-- BEGIN PROVIDED INFORMATION --

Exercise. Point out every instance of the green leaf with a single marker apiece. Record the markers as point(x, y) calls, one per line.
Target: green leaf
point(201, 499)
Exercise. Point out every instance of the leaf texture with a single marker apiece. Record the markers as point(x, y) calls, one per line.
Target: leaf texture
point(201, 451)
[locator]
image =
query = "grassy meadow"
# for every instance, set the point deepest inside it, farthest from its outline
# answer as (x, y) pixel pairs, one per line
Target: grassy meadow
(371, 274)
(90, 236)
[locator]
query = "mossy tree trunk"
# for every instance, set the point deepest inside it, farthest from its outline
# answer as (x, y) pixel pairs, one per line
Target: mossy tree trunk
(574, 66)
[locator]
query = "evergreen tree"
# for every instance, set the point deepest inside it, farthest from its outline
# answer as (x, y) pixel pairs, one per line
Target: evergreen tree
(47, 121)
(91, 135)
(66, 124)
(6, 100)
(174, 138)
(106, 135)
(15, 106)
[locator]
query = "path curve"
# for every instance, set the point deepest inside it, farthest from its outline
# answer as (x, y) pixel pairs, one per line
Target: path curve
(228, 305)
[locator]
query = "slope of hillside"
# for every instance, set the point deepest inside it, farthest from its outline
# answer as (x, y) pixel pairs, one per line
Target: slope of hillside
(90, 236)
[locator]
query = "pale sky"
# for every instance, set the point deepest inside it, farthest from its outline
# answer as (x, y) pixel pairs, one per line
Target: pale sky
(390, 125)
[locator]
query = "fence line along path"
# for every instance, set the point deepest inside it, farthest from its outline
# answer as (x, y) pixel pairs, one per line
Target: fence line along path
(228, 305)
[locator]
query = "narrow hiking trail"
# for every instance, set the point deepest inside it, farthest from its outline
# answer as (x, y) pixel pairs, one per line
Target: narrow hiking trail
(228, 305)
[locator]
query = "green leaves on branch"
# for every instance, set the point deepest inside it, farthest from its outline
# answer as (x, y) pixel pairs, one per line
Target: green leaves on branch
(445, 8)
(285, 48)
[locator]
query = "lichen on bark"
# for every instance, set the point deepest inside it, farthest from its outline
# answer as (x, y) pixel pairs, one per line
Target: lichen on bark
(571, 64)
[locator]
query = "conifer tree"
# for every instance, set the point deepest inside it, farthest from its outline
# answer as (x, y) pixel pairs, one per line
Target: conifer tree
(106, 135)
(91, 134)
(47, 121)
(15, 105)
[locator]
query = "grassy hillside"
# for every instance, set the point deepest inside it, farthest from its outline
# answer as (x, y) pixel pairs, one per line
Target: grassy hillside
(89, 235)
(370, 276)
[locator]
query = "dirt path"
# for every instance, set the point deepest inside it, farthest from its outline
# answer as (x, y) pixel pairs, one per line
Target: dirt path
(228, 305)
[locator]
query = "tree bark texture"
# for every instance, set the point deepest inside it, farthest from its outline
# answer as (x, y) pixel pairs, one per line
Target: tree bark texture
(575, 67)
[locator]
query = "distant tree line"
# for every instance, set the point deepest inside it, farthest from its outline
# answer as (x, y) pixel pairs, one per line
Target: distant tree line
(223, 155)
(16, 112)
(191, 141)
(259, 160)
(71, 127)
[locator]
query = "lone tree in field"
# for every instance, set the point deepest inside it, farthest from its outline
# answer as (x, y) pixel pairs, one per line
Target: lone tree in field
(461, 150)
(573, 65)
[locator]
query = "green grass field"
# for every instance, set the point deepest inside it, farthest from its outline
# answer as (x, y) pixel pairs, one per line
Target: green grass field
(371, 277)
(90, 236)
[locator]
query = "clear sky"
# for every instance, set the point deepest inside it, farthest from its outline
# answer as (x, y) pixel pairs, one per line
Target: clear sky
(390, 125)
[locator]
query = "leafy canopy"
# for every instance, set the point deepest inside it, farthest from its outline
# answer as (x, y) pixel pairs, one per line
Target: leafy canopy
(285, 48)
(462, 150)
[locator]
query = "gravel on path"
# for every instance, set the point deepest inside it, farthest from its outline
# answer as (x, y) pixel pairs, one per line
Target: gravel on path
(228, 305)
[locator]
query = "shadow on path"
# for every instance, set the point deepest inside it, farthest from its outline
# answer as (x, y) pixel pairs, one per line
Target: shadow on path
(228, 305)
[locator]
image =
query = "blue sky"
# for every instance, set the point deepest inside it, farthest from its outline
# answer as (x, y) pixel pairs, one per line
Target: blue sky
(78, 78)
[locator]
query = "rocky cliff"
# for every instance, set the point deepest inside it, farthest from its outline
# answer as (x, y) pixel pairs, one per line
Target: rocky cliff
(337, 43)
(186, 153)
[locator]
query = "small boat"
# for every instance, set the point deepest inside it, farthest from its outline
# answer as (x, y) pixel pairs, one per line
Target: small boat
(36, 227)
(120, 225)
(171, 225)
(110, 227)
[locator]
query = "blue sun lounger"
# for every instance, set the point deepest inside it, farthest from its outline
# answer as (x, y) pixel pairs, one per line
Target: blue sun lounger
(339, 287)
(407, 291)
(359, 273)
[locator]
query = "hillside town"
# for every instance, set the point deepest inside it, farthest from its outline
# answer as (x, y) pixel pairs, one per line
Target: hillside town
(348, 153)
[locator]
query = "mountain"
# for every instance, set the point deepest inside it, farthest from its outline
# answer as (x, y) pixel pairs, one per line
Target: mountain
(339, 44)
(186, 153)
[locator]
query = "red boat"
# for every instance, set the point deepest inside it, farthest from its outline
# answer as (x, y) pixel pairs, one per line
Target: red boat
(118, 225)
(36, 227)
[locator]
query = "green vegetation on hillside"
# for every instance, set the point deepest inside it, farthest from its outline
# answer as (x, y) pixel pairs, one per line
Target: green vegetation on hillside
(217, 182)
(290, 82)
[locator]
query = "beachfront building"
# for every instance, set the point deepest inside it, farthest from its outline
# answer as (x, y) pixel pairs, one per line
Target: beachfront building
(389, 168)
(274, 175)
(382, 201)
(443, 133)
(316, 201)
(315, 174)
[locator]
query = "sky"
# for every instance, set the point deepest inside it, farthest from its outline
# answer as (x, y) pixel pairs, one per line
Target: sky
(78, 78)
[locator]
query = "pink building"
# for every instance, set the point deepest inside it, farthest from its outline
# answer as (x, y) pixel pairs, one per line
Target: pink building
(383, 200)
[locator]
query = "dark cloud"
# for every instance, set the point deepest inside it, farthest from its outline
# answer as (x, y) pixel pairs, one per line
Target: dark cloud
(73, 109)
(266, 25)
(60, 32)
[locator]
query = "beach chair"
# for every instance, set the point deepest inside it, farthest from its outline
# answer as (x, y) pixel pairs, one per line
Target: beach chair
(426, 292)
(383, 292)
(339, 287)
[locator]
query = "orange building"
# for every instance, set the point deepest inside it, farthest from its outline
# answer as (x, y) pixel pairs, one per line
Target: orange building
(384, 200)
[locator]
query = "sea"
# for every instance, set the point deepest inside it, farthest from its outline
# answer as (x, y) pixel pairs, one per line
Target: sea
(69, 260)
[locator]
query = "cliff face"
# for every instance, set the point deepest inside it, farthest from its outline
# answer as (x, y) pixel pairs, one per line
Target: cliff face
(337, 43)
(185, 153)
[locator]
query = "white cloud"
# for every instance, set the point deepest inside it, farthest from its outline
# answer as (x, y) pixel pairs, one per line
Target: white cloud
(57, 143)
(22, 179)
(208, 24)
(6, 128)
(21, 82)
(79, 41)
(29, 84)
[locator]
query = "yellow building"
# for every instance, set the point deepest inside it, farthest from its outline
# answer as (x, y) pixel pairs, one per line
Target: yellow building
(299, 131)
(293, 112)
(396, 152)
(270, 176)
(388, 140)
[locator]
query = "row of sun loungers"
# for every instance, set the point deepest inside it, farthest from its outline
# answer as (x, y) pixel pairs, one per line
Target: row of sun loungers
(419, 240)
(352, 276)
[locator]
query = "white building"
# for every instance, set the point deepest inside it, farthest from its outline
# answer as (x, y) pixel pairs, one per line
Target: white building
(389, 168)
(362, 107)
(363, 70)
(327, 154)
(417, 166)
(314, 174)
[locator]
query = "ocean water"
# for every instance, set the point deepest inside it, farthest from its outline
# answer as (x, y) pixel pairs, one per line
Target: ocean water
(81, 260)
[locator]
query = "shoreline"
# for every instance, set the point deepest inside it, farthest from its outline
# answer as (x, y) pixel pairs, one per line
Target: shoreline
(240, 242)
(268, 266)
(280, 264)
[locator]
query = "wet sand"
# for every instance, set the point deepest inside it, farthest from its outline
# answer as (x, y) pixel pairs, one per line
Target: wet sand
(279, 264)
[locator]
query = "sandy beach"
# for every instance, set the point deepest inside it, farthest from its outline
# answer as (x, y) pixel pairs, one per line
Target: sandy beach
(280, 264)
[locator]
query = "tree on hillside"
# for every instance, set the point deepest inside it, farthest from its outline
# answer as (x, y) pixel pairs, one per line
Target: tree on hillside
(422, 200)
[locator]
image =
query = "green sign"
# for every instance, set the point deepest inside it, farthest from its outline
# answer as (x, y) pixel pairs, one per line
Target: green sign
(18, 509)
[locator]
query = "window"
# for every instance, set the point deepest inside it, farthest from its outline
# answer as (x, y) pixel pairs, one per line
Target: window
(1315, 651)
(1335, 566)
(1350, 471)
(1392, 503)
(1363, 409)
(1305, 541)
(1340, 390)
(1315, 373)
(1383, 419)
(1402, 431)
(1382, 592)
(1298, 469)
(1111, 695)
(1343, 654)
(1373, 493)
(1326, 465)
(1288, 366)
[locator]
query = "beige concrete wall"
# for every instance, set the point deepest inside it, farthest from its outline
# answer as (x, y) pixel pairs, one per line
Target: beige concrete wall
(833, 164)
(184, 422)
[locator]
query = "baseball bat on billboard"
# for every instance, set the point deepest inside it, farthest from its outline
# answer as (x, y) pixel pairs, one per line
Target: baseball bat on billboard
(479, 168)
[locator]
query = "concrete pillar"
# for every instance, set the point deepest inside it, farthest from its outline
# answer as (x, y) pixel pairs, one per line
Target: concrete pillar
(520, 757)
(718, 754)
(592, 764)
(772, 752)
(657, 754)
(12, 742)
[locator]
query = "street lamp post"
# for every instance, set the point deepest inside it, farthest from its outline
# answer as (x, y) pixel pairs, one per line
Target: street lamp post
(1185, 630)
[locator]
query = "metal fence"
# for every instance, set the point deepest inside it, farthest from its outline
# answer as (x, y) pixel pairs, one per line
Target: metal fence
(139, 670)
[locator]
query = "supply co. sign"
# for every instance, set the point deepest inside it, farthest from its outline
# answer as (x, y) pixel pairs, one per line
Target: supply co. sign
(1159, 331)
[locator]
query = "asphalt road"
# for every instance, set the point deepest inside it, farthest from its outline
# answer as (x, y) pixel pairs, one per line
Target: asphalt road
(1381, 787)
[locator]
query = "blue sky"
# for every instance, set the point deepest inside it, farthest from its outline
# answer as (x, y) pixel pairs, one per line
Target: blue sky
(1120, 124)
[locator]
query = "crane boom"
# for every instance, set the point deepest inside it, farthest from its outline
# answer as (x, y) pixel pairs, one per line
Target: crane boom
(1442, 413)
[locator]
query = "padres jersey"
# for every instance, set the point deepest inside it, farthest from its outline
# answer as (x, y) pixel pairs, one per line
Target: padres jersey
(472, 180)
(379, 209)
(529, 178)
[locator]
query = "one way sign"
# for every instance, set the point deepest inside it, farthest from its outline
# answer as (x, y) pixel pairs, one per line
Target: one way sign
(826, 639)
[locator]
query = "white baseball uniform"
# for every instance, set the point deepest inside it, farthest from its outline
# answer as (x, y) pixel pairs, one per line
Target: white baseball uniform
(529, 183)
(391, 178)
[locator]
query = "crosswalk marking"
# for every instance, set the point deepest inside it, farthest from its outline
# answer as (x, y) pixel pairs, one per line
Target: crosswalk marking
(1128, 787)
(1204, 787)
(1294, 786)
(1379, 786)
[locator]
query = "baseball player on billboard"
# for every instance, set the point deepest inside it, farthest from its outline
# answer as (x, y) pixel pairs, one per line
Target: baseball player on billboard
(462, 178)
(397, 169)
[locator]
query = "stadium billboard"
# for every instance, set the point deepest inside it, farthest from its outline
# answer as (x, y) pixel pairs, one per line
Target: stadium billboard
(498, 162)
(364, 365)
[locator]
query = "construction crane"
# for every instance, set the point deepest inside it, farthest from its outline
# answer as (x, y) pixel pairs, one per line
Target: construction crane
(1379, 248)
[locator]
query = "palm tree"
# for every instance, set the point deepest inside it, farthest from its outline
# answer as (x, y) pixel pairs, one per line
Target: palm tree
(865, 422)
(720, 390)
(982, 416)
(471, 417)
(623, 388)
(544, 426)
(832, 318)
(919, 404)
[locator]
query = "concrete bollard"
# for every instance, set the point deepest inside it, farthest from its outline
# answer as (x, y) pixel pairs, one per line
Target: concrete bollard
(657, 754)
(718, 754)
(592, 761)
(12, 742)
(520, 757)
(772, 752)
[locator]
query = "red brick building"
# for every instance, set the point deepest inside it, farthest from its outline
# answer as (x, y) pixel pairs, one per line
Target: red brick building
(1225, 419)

-- END PROVIDED INFORMATION --

:: THE PROBLEM ::
Locate every line in the items above that contains the string "yellow", treating uppercase and lowercase letters as different, and copy each of those lines.

:: THE RESPONSE ::
query = "yellow building"
Target: yellow building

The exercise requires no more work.